SOURCE TEXT:
○ ○ ○ ○ ○
3 key AI use cases in telco networks

5G is going to enhance the field of AI, but AI can also play a key role in the rollout of 5G itself. This article explores the different types of use cases for AI as applied to telco networks.

3 types of network AI use cases

In previous work by STL Partners, we identified 3 core categories of AI use cases as applied to networks:

1. Fault detection, prediction and resolution
2. Network optimisation
3. Network planning and upgrades

In this article, we will run through several of the key sub-use cases in each of these categories and explain why they matter.

Fault detection, prediction and resolution

Service impairments and faults are inevitable in a telco network, so this is a critical area in which AI can play a key role. While optimising your network may be a secondary consideration, having a functioning network is the primary consideration. Faults will also often result in large costs, whether the operations and maintenance costs themselves or fines for breaching SLAs.

Given these concerns, 3 KPIs emerge for measuring fault detection, prediction and resolution:

1. Labour cost: the cost of engineers fixing the problem, as well as customer-facing roles dealing with complaints
2. Speed: how quickly the telco can identify the problem and therefore solve it; measured as mean time to repair (MTTR)
3. Customer experience

The use cases that we will run through all seek to target these 3 KPIs, whether directly or indirectly.
○ ○ ○ ○ ○
STORED ROWS:

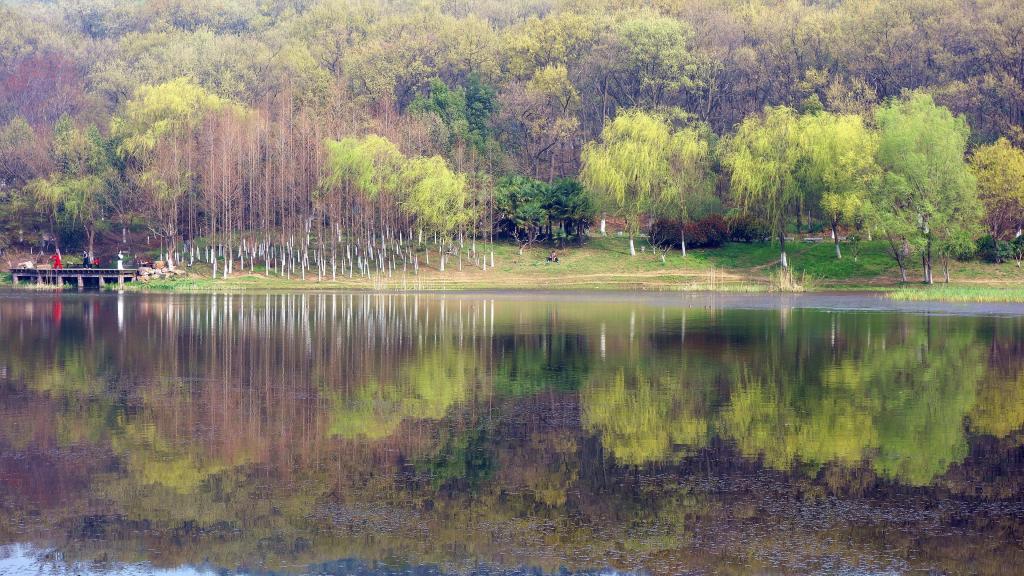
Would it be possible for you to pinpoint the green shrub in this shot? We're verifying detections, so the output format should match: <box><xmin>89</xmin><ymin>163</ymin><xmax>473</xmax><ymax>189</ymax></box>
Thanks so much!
<box><xmin>978</xmin><ymin>236</ymin><xmax>1014</xmax><ymax>264</ymax></box>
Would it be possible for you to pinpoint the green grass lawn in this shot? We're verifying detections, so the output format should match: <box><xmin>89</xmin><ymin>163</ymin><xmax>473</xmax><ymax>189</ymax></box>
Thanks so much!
<box><xmin>6</xmin><ymin>236</ymin><xmax>1024</xmax><ymax>300</ymax></box>
<box><xmin>889</xmin><ymin>284</ymin><xmax>1024</xmax><ymax>302</ymax></box>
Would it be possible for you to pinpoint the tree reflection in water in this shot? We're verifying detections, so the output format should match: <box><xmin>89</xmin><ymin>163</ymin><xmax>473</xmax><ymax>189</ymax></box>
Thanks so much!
<box><xmin>0</xmin><ymin>294</ymin><xmax>1024</xmax><ymax>573</ymax></box>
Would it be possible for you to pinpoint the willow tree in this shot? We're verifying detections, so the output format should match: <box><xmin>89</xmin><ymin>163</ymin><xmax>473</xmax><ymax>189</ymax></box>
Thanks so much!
<box><xmin>971</xmin><ymin>138</ymin><xmax>1024</xmax><ymax>238</ymax></box>
<box><xmin>111</xmin><ymin>78</ymin><xmax>232</xmax><ymax>265</ymax></box>
<box><xmin>659</xmin><ymin>127</ymin><xmax>715</xmax><ymax>256</ymax></box>
<box><xmin>28</xmin><ymin>116</ymin><xmax>117</xmax><ymax>258</ymax></box>
<box><xmin>722</xmin><ymin>107</ymin><xmax>803</xmax><ymax>269</ymax></box>
<box><xmin>800</xmin><ymin>112</ymin><xmax>879</xmax><ymax>258</ymax></box>
<box><xmin>580</xmin><ymin>110</ymin><xmax>701</xmax><ymax>256</ymax></box>
<box><xmin>874</xmin><ymin>92</ymin><xmax>980</xmax><ymax>284</ymax></box>
<box><xmin>401</xmin><ymin>156</ymin><xmax>473</xmax><ymax>272</ymax></box>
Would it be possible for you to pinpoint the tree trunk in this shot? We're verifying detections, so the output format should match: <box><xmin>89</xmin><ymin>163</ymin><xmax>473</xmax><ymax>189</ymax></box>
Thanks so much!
○ ○ ○ ○ ○
ACTIONS TO TAKE:
• a. Can you copy the telco AI article word for word, from "Service impairments and" to "to repair (MTTR)"?
• b. What does the telco AI article say, summed up in two sentences?

THE RESULTS:
• a.
Service impairments and faults are inevitable in a telco network, so this is a critical area in which AI can play a key role. While optimising your network may be a secondary consideration, having a functioning network is the primary consideration. Faults will also often result in large costs, whether the operations and maintenance costs themselves or fines for breaching SLAs.

Given these concerns, 3 KPIs emerge for measuring fault detection, prediction and resolution:

1. Labour cost: the cost of engineers fixing the problem, as well as customer-facing roles dealing with complaints
2. Speed: how quickly the telco can identify the problem and therefore solve it; measured as mean time to repair (MTTR)

• b. AI can play a key role in rolling out 5G, and STL Partners sorts AI use cases in telco networks into three categories: fault detection, prediction and resolution; network optimization; and network planning and upgrades. Faults are inevitable and often costly, so fault handling is a critical area for AI, and its use cases are measured by three KPIs: labor cost, speed (mean time to repair), and customer experience.